Description of the task:
Pick out every line of the data below that contains the word "station", and copy each one in full.
** begin Task data **
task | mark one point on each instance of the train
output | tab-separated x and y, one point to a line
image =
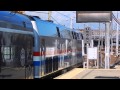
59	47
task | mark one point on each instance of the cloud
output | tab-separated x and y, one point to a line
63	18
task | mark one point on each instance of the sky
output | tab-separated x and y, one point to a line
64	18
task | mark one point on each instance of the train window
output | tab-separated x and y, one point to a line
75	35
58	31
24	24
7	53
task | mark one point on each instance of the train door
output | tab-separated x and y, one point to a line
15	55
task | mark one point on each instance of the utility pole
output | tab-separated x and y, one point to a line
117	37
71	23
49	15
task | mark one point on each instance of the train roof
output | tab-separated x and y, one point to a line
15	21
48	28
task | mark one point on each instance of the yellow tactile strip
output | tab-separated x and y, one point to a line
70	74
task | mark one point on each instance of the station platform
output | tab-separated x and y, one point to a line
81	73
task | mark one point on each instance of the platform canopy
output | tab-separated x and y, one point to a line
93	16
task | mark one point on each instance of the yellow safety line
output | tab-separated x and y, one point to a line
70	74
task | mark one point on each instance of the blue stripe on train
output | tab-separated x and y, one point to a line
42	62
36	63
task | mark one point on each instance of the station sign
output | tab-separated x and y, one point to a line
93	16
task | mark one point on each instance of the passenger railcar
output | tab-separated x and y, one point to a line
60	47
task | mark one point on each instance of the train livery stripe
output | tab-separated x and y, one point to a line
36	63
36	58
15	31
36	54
** end Task data **
** begin Task data **
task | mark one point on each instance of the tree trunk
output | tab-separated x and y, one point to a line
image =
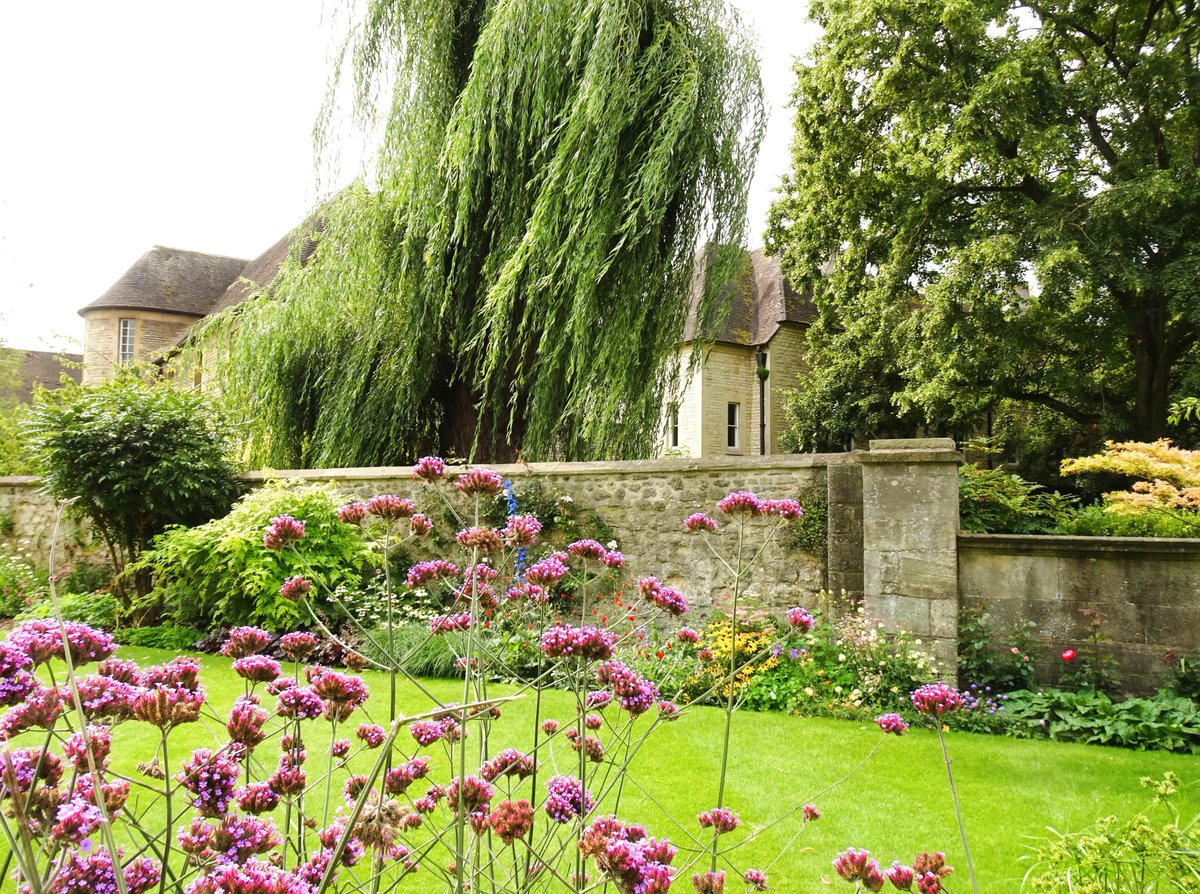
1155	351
** end Task data **
** begin Task data **
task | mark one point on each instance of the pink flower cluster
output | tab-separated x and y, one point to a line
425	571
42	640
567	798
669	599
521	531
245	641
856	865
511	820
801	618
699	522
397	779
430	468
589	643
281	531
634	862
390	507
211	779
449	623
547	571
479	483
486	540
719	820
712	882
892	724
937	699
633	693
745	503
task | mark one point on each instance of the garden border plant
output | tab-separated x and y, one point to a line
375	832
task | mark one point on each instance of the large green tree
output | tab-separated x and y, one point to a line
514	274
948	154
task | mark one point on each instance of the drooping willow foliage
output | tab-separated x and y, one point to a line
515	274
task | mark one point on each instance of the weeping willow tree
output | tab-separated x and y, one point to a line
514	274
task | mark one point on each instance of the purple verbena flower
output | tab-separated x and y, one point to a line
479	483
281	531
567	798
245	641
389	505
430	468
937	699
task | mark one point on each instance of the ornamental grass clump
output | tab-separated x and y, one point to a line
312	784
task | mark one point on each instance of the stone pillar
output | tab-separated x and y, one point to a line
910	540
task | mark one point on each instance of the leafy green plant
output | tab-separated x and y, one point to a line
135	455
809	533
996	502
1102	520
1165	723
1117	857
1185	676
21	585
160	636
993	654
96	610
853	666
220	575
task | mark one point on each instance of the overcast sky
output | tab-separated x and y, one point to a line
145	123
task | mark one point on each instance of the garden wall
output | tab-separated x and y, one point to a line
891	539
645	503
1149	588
** end Task data **
Answer to this problem:
task | mark one point on each instance of the station platform
task | mark one point on each instance of the station sign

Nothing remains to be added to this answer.